== Segment start ==

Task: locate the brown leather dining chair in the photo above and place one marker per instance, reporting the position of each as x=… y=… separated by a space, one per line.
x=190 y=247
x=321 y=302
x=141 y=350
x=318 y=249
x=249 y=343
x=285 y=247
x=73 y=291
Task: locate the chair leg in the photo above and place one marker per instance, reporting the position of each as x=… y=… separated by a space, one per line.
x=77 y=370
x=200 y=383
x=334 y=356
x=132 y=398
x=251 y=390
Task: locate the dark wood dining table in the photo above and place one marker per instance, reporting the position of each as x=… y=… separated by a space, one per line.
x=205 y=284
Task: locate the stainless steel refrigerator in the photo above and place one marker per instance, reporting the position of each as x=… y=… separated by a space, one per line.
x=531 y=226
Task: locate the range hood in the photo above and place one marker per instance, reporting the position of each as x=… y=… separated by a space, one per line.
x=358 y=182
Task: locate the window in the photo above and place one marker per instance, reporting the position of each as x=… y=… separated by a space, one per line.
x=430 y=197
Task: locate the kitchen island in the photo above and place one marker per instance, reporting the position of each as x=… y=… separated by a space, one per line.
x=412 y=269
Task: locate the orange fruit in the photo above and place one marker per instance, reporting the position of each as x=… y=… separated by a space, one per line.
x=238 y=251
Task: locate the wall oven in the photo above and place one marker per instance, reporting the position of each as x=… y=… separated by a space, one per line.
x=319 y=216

== Segment end ==

• **Task description**
Line by line, retype all of the entries.

• **Your solution**
Task: locate the brown leather dining chair in the photo above and place one marker per instance, reporting the position of each as x=… y=… separated by a space, one per line.
x=190 y=247
x=321 y=302
x=141 y=350
x=318 y=249
x=249 y=343
x=285 y=247
x=73 y=291
Task: locate the chair leg in the photo above and place one marker per instance, reporting the position of each as x=… y=… separated by a space, one per line.
x=77 y=370
x=200 y=383
x=334 y=356
x=132 y=398
x=251 y=390
Task: locate the dark wood dining table in the photo above and place one marker per instance, reporting the position of each as x=… y=… separated by a space, one per line.
x=205 y=284
Task: locate the stainless steel refrigerator in the photo above and place one marker per instance, reporting the position of each as x=… y=… separated by a space, one per line.
x=531 y=226
Task: locate the range hood in the photo above and place one marker per instance, reporting the position of each as x=… y=… separated by a space, one per line.
x=358 y=182
Task: locate the window in the photo above and place one marker per instance, reporting the position of each as x=… y=… separated by a space, one per line.
x=430 y=197
Task: locate the kitchen island in the photo above and place one marker per instance, reporting the position of each as x=… y=… separated by a space, one per line.
x=412 y=269
Task: locate the orange fruit in the photo above and place one marker per instance, reporting the position of each as x=… y=… separated by a space, one per line.
x=238 y=251
Task: locate the wall oven in the photo above and place one marker per instance, reporting the position of each as x=… y=… separated by a space, one per line.
x=319 y=216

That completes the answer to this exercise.